Excerpt from a dataset:
───

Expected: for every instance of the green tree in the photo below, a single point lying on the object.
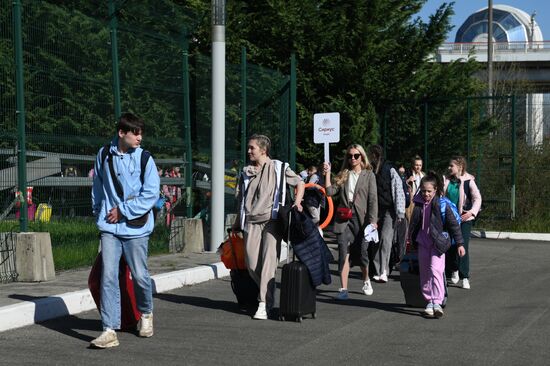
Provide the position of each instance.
(356, 57)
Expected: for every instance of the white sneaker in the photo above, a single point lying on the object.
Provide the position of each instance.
(107, 339)
(455, 278)
(261, 313)
(145, 325)
(367, 288)
(342, 294)
(438, 311)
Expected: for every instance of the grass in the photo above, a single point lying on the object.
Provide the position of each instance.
(75, 241)
(527, 224)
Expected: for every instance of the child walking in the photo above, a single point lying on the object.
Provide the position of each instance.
(426, 227)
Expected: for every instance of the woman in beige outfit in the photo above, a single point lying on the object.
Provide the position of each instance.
(413, 183)
(258, 196)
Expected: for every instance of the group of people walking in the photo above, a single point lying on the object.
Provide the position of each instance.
(370, 196)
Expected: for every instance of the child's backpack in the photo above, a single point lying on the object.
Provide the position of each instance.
(443, 202)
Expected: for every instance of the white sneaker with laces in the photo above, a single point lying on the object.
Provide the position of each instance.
(367, 288)
(145, 325)
(429, 309)
(107, 339)
(455, 278)
(261, 313)
(438, 311)
(342, 294)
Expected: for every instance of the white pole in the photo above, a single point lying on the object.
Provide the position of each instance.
(217, 214)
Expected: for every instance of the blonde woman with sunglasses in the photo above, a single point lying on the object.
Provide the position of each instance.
(355, 185)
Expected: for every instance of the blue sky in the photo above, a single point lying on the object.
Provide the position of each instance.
(464, 8)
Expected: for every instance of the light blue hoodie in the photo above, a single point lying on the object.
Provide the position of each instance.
(138, 199)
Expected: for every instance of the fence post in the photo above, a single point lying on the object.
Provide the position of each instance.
(20, 112)
(292, 111)
(113, 23)
(187, 127)
(385, 131)
(514, 158)
(243, 107)
(468, 130)
(426, 135)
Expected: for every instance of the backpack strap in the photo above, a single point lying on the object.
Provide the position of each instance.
(116, 182)
(443, 207)
(145, 155)
(280, 190)
(104, 153)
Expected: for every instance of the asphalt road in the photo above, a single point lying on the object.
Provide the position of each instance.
(503, 320)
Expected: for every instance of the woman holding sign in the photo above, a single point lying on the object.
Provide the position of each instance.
(355, 185)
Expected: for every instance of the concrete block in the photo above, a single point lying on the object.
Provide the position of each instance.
(186, 236)
(33, 257)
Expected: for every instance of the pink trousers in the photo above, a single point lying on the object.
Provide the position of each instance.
(432, 268)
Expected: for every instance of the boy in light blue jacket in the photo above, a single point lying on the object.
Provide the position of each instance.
(122, 199)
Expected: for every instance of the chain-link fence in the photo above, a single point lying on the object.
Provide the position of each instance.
(82, 65)
(504, 140)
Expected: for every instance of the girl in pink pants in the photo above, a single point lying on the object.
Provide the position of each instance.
(426, 227)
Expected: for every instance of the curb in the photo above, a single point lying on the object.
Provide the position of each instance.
(509, 235)
(70, 303)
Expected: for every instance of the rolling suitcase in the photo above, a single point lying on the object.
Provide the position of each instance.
(298, 296)
(129, 313)
(409, 276)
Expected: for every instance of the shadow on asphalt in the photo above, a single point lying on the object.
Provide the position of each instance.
(328, 297)
(202, 302)
(67, 325)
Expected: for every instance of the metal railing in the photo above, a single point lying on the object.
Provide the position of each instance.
(466, 48)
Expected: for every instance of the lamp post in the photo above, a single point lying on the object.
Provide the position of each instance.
(217, 214)
(532, 23)
(490, 52)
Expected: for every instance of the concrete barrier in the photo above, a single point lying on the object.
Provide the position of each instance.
(33, 257)
(186, 236)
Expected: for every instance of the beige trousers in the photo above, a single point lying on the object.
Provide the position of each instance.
(261, 242)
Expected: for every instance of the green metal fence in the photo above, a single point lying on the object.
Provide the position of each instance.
(80, 65)
(494, 134)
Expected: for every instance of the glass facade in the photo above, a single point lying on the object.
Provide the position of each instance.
(506, 27)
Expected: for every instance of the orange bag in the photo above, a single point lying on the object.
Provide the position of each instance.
(232, 252)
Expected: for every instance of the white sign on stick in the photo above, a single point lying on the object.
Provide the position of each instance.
(326, 129)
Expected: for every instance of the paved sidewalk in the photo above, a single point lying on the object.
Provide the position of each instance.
(23, 303)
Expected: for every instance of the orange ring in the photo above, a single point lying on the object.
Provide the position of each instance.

───

Exercise requirements: Copy every record above exactly as written, but leave out the pictures.

Solution to this problem:
Expected: for every instance of the green tree in the photo below, a single point lying on the object.
Provide the position of each instance.
(356, 57)
Expected: for every instance of the white sneaker in the photo above, a single point lying on the object.
Provide the position of each instance.
(107, 339)
(455, 278)
(261, 313)
(145, 325)
(367, 288)
(342, 294)
(438, 311)
Expected: for every instance of the grass in the photo above, a single point lying on the object.
Provide the position of each instance.
(75, 241)
(527, 224)
Expected: for every instance of the child walking in the photo above, a single point lying on the object.
Provide the position of each instance.
(426, 227)
Expected: for every instance of the woman in beige outfit in the photo above, a single point lying on the object.
Provide the position of each instance.
(413, 183)
(258, 196)
Expected: for every instance of the group of people walking in the photo above, a single point lying on the object.
Provide the position of each instance.
(370, 196)
Expected: for every instance of the child's backpack in the photo above, a single point lying on the object.
Provide the position of each instance.
(443, 202)
Expected: for every instance of the white sneaker with laces in the photo above, a single point lying on the object.
Provide the position of each instance.
(367, 288)
(145, 325)
(429, 309)
(107, 339)
(455, 278)
(261, 313)
(438, 311)
(342, 294)
Expected: for every instance of the white pole in the photo above, a single point lying on the object.
Provide the position of each instance.
(217, 214)
Expected: for every instance of the blonde woman with sunglasses in the photo above, a single point lying on the object.
Provide the position of each instance.
(355, 185)
Expected: for every instance of the blue sky in the photo above, a single point lying on the object.
Provide the position of each instance.
(464, 8)
Expected: for every instance of the light blue hoodie in the photo above, a single point lying on the object.
Provide the position of each instance.
(138, 199)
Expected: for every instance of the fence post in the photo above, a single point lying on the object.
Provide the position of each instance.
(20, 112)
(292, 111)
(113, 23)
(187, 127)
(385, 131)
(514, 158)
(243, 107)
(468, 130)
(426, 135)
Expected: for every instance of the backpack strap in the photo above, a single point lying on the object.
Provide the position of each instance.
(116, 182)
(443, 207)
(145, 155)
(280, 190)
(104, 153)
Expected: for every instance of the asphalt road in the photo above, a single point lying on the object.
Provide the position of each instance.
(503, 320)
Expected: for every instance of the woman holding sign in the photo above, a single point lying on the object.
Provide the position of each instance.
(355, 185)
Expected: for every instance of the concrete block in the photo above, a single point lying on the object.
Provide the position of each instance.
(186, 236)
(33, 257)
Expected: for every instance of the pink trousers in the photo above, a single point lying on the object.
Provide the position of each instance.
(432, 268)
Expected: for every instance of the boy in light blue jacket in the photo above, a single point lying on the object.
Provide the position of each instance.
(122, 199)
Expected: for every instance of the chain-link fence in the photo above, a single point lying on the object.
Provide the position of each instance.
(82, 65)
(504, 140)
Expected: for every instance of the girl in pink pants in the photo above, a single point lying on the object.
Provide the position of each instance.
(426, 227)
Expected: for every instance of the curb in the photo above, a single point lying on the object.
Provide the position of each instance.
(509, 235)
(70, 303)
Expected: for every instance of the rolling suitcase in the photo above, a single point lying on the object.
Provide the position of each instance.
(298, 296)
(129, 313)
(409, 276)
Expected: for every instance of the shadow on asphalt in the photo above, a single point lying on the object.
Provide the position of each instance.
(328, 297)
(202, 302)
(67, 325)
Expected: for every instance of the metal railing in the photo above, a single point lying on the object.
Provide the position of each instance.
(466, 48)
Expected: for every instance of the lamp post in the photo above, a single point lying on the object.
Provide the position of each instance.
(217, 214)
(532, 23)
(490, 52)
Expected: for every instance of the concrete barrier in the photo above, a single point lying on the object.
Provide the position of each instance.
(33, 257)
(186, 236)
Expected: for every instance of the beige trousers in the photo above, a single point lying on the object.
Provide the position of each instance.
(261, 242)
Expected: for every instance of the green metal fence in the photo above, a single point lying on the object.
Provide the position of each instance.
(80, 65)
(494, 134)
Expected: for every instance of the glass facade in the photo above, a single point lying on the object.
Provide the position of each instance.
(506, 27)
Expected: for every instance of the orange bag in the photo above, a single point lying on the object.
Provide the position of each instance.
(232, 252)
Expected: for every instance of the white sign on stick in the photo above, a single point lying on the object.
Provide the position of each instance.
(326, 129)
Expected: for every instance of the paved sidewalk in the photo above, a single point lying on the object.
Provide the position of each instance.
(23, 303)
Expected: for every instance of the orange ring in the photo above, a single point lying on the object.
Provide the position of each instance.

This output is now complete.